→ **WRITTEN EXERCISE A**
Find every line in the rows below that contains the string "petal", matching case exactly, and copy each of those lines in full.

→ **SUPPLIED TEXT**
________________________

While I have been pursuing compositional projects and researching Chinese instruments, so much of the learning that has taken place for me in China has come from extra-musical sources: the environment, the language, and the conversations and interactions with people whose life experiences do not match my own.

Upon returning from my first stay in China in 2016, I began to seek out works by living Chinese writers in order to help enrich my understanding of the country beyond the music I had studied. Librettist Kendall A. suggested the poetry of Zheng Xiaoqiong’s (郑小琼), and I was struck by both the power of her words and the evocations of a side of China I had only seen hints of. Zheng was a former migrant factory worker in Southern China; her poetry captures not only the daily life of workers and their conditions, but transforms it into a sort of music which dances on one’s tongue. (The Chinese noun for poetry is shi ge 诗歌, consisting of the characters for both poetry and song).

I was struck by both the power of Zheng Xiaoqiong’s words and the evocations of a side of China I had only seen hints of.

________________________

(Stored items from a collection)
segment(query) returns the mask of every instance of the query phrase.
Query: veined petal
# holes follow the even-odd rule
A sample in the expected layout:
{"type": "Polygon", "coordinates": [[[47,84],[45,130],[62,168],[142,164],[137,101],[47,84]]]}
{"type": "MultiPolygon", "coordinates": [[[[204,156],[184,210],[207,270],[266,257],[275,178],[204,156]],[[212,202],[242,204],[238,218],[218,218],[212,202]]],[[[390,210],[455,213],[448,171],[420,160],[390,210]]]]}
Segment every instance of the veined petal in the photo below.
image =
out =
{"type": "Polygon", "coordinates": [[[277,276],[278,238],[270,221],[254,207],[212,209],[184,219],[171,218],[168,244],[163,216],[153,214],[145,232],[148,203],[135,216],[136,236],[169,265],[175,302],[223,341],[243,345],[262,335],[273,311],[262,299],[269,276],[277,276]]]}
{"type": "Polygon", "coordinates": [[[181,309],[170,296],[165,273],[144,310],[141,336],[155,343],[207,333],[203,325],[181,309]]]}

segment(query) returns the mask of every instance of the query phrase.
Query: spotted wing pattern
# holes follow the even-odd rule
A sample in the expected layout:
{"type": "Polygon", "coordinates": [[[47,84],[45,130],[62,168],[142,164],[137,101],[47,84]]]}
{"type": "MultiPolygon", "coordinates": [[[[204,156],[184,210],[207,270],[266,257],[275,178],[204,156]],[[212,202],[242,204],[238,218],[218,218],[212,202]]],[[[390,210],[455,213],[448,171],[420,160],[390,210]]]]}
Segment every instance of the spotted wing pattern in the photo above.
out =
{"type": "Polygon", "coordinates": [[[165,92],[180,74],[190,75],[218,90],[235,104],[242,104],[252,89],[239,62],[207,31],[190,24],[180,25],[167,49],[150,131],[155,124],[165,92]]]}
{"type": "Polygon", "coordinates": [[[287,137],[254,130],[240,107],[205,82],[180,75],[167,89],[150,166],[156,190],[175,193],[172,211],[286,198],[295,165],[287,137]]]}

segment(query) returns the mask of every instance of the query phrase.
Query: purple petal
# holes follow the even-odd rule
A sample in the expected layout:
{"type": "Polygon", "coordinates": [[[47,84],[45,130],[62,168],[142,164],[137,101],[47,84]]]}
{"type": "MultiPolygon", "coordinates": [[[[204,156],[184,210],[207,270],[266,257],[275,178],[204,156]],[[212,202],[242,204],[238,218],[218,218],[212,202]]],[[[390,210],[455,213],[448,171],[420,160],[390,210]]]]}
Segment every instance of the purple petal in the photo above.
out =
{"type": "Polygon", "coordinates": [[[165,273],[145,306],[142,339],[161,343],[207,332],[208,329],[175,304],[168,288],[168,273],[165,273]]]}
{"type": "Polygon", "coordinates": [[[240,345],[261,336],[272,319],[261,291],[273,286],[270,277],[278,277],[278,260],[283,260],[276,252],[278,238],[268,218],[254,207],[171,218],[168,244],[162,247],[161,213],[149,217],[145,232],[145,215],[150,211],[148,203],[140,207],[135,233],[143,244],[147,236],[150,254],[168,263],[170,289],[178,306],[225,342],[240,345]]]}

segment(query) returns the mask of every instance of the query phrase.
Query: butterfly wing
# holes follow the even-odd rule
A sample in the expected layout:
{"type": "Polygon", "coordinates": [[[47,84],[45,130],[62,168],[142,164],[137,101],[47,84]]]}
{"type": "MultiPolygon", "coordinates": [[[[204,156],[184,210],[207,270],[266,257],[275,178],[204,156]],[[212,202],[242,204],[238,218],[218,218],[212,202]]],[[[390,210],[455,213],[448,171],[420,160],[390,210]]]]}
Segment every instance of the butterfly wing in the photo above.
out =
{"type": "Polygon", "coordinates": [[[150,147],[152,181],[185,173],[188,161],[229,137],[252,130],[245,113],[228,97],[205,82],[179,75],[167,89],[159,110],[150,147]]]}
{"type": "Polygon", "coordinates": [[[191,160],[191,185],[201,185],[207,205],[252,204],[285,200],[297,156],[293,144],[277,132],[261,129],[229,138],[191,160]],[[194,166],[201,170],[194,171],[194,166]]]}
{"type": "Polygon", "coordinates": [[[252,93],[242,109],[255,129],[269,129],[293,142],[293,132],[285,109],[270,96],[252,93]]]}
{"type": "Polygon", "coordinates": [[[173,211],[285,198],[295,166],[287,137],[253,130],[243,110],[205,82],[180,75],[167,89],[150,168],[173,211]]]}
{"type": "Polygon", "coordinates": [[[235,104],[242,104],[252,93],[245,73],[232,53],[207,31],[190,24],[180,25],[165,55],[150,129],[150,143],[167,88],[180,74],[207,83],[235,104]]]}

________________________

→ **WRITTEN EXERCISE B**
Duplicate the passage on learning in China word for word, from "Upon returning from" up to and including "poetry and song).".

→ **RIGHT ANSWER A**
Query: veined petal
Segment every instance of the veined petal in the photo below.
Query: purple petal
Segment every instance of the purple petal in the photo above.

→ **RIGHT ANSWER B**
Upon returning from my first stay in China in 2016, I began to seek out works by living Chinese writers in order to help enrich my understanding of the country beyond the music I had studied. Librettist Kendall A. suggested the poetry of Zheng Xiaoqiong’s (郑小琼), and I was struck by both the power of her words and the evocations of a side of China I had only seen hints of. Zheng was a former migrant factory worker in Southern China; her poetry captures not only the daily life of workers and their conditions, but transforms it into a sort of music which dances on one’s tongue. (The Chinese noun for poetry is shi ge 诗歌, consisting of the characters for both poetry and song).